§ Provided data:
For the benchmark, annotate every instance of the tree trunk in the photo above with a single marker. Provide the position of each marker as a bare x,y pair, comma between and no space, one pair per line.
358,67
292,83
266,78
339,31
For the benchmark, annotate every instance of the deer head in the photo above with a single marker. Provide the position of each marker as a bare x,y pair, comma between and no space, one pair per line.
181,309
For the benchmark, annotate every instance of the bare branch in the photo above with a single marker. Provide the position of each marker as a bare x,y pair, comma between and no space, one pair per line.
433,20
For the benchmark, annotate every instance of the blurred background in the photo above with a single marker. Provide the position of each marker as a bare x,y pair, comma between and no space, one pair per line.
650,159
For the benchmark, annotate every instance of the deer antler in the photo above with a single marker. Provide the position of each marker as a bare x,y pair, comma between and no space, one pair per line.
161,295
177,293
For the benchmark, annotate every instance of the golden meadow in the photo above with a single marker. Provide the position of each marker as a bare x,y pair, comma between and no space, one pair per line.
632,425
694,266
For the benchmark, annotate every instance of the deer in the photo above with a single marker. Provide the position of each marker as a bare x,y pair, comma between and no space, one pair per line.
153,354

§ Task requirements:
Convert the items from the one on the line containing "For the benchmark, annotate every instance of the deer in" through the end of the items into a two-column CSV with the columns text and answer. Give one row per item, with its text and its answer each in a single quoted field and any line breaks replaced by spaces.

§ Completed task:
text,answer
"For the benchmark, annotate every instance of the deer in the photo above with a single marker. Provide the position of each marker as a bare x,y pair, comma between and no space, one pair per line.","153,354"